#### [Task directions]
Pull out each line of the records below that contains the word "building".

#### [Supplied information]
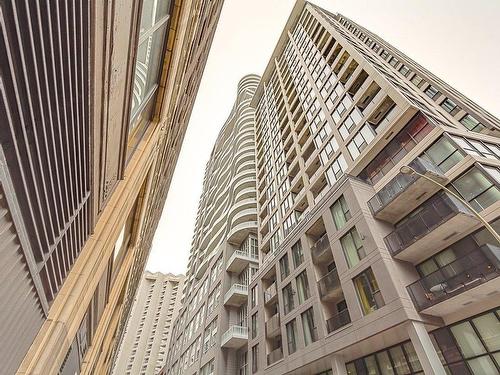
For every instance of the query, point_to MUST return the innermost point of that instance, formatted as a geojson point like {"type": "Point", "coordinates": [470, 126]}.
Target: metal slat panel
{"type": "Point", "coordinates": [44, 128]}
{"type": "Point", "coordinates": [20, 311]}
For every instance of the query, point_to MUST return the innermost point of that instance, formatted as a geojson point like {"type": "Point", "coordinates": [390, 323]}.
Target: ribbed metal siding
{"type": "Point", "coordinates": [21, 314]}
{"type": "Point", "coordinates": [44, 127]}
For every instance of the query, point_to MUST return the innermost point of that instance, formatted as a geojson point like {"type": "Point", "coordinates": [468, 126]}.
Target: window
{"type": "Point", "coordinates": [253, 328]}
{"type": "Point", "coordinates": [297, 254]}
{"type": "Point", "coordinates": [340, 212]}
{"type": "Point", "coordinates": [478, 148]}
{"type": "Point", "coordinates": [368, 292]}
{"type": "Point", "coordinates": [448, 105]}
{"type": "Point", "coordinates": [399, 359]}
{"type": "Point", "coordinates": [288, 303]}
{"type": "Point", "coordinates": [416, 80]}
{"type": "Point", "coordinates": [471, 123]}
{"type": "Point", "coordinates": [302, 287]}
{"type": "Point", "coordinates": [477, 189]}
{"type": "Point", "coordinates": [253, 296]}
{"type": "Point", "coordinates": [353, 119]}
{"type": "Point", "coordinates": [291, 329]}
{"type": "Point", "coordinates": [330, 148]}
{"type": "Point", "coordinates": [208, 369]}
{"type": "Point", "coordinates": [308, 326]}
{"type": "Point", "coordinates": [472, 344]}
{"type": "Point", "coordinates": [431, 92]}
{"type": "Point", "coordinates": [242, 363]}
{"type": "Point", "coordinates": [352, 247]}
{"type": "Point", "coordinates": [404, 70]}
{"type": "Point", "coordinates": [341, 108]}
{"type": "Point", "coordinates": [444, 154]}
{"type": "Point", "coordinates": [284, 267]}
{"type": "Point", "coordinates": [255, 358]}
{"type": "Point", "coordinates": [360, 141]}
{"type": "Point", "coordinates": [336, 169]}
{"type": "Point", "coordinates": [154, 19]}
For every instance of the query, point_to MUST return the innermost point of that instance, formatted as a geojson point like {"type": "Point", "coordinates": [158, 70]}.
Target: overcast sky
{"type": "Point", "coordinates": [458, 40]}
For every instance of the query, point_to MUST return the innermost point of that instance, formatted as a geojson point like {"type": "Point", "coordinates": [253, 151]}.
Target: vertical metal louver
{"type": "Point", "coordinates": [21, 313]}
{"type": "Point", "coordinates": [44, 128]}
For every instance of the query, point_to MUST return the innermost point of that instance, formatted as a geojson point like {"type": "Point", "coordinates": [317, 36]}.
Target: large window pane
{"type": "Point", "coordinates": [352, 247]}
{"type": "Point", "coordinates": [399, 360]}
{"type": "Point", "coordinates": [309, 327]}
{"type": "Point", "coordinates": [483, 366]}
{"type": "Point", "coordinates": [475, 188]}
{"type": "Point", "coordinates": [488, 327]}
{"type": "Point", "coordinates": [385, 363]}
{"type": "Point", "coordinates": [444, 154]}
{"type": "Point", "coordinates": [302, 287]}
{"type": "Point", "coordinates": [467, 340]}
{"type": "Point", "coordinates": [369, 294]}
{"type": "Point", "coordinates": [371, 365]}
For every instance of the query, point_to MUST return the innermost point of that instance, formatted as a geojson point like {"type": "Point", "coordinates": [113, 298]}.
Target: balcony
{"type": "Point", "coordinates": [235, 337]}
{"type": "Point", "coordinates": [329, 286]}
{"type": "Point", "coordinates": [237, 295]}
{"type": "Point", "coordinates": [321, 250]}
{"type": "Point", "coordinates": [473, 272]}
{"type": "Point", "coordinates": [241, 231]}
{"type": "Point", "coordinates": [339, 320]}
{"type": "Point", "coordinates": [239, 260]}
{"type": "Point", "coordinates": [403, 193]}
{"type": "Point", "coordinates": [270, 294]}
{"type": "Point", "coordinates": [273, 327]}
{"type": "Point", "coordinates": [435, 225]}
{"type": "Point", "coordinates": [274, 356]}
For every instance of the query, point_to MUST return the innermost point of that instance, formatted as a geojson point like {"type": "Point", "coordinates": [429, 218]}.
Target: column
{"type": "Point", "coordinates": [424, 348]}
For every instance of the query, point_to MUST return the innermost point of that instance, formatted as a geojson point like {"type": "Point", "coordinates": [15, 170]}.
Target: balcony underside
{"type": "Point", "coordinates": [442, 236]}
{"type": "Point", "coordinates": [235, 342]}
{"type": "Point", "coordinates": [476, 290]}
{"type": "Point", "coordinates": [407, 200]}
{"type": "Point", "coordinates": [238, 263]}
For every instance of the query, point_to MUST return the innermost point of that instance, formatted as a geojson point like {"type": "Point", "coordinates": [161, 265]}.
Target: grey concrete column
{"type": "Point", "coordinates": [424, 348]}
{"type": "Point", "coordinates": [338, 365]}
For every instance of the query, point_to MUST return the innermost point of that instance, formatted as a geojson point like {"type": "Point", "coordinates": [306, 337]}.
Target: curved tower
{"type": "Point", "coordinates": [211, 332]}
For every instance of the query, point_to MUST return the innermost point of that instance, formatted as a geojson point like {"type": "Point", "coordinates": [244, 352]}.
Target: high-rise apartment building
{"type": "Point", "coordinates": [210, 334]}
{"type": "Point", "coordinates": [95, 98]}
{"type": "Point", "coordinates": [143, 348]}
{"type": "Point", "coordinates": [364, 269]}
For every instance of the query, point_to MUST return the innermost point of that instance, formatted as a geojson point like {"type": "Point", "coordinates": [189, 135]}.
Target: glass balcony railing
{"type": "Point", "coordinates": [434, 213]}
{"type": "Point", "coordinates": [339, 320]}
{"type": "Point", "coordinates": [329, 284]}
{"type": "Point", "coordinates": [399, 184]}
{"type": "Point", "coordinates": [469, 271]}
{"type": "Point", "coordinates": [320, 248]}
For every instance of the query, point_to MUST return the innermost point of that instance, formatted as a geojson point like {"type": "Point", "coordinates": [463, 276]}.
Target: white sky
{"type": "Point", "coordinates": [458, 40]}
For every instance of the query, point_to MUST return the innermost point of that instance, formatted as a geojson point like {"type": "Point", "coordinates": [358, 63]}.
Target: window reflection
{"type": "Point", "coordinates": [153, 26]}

==

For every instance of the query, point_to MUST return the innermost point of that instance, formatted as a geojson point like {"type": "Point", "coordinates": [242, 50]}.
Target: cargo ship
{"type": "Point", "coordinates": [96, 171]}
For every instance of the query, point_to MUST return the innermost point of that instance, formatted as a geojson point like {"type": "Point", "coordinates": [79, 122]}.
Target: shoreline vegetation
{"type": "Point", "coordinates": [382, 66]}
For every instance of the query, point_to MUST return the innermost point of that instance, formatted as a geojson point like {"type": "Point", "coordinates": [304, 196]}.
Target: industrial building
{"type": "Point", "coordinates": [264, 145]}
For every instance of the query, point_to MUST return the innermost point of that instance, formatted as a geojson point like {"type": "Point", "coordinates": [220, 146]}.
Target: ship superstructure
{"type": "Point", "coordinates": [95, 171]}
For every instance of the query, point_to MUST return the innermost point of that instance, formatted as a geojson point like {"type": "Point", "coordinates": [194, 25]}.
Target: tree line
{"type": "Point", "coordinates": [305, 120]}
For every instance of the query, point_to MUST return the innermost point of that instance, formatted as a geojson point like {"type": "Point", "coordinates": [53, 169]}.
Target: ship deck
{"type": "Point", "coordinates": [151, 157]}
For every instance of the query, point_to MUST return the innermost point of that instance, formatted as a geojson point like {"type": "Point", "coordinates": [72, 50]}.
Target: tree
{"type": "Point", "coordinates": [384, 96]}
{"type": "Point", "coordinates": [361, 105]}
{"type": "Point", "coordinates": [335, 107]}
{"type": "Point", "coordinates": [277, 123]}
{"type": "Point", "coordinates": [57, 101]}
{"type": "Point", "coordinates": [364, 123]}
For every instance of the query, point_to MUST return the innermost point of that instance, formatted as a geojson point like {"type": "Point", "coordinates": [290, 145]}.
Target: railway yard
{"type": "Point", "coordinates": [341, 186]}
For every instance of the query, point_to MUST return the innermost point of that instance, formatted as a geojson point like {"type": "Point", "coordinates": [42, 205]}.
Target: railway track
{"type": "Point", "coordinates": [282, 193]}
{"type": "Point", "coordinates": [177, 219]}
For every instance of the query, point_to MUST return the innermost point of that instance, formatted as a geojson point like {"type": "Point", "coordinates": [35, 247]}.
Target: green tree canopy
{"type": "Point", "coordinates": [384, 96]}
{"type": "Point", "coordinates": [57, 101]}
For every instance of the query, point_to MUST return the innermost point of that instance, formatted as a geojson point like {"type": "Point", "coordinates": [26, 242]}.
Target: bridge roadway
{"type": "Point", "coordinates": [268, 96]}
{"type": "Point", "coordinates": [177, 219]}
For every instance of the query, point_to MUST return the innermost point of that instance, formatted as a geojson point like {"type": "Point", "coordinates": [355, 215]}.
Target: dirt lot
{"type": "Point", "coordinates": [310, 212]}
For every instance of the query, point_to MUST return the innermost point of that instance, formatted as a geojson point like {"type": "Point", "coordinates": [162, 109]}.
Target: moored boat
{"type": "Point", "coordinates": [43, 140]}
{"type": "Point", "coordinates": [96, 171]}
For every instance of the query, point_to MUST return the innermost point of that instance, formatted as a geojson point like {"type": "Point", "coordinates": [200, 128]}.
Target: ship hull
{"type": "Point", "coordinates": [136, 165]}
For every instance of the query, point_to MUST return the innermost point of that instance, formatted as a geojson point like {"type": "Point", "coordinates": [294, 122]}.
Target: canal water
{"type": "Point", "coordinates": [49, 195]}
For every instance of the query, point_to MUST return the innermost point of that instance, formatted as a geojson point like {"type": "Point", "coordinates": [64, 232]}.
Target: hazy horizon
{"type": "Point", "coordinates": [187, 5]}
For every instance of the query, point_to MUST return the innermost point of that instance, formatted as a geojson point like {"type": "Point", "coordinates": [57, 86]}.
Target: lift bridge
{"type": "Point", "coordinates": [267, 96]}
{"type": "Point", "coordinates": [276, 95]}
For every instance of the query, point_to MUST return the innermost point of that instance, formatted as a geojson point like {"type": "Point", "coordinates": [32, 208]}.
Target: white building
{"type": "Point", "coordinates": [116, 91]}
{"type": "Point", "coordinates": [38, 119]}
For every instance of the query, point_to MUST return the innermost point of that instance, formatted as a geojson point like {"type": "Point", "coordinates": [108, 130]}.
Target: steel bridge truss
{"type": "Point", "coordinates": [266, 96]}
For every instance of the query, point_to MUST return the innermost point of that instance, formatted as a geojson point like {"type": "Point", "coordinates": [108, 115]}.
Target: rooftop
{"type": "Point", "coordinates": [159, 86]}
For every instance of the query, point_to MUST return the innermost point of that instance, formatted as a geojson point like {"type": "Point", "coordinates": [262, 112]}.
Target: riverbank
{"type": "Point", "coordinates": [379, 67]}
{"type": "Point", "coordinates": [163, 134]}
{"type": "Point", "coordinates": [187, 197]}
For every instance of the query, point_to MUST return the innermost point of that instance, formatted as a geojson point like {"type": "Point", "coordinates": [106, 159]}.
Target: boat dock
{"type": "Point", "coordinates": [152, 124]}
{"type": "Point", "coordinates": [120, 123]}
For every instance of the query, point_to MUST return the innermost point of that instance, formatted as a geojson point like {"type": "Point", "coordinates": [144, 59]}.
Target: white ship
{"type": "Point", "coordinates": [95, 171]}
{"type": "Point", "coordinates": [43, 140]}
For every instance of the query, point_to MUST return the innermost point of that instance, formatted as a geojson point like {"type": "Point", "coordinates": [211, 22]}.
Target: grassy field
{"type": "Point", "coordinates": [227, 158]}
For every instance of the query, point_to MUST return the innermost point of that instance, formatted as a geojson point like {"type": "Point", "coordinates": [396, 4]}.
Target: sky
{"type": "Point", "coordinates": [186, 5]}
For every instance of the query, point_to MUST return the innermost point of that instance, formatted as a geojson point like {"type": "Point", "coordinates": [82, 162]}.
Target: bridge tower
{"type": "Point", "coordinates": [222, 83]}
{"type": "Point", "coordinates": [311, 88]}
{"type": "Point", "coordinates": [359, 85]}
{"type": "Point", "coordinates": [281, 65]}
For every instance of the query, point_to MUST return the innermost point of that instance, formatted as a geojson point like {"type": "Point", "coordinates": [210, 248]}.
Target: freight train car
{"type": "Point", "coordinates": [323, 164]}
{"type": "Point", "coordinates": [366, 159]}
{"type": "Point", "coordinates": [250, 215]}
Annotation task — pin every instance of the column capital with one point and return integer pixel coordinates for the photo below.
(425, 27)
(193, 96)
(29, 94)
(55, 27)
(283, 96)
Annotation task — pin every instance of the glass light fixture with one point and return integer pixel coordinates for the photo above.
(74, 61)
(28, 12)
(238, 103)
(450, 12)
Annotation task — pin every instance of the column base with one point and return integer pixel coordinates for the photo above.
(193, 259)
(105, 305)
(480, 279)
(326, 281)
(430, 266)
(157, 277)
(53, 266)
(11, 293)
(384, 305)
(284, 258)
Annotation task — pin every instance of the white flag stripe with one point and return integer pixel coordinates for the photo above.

--

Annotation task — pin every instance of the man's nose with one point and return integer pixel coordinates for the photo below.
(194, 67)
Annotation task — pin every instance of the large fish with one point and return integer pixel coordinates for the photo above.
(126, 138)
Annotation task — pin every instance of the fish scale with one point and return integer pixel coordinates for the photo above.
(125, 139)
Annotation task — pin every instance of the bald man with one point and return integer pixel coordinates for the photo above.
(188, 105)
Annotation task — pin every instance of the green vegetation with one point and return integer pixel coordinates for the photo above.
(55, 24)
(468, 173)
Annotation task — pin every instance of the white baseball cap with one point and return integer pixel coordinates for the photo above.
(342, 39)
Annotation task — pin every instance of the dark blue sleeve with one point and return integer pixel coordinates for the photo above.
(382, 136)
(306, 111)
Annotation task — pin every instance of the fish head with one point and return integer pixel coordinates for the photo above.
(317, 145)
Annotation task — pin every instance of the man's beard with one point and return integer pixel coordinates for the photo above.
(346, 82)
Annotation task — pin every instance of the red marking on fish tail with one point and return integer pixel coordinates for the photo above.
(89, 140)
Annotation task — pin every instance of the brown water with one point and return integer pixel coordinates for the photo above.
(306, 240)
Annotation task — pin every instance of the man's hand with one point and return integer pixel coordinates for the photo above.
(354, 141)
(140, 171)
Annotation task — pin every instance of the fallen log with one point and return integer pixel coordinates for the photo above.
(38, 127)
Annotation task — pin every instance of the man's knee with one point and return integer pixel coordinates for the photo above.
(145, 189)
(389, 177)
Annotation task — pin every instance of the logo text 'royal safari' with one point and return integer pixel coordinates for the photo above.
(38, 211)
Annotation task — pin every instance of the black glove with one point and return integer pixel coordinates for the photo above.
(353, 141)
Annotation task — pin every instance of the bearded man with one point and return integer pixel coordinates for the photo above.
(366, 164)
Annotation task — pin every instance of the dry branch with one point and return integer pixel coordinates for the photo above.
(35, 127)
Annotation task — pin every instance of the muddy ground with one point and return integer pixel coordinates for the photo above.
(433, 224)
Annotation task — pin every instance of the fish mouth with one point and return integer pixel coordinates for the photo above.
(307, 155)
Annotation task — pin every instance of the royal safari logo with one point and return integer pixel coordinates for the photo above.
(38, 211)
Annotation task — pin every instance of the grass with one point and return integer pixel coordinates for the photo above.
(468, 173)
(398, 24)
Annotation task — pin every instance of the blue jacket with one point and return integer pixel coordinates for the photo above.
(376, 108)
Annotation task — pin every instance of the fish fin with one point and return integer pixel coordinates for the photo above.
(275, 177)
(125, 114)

#### [Solution]
Target: high-rise apartment building
Target: industrial building
Target: white building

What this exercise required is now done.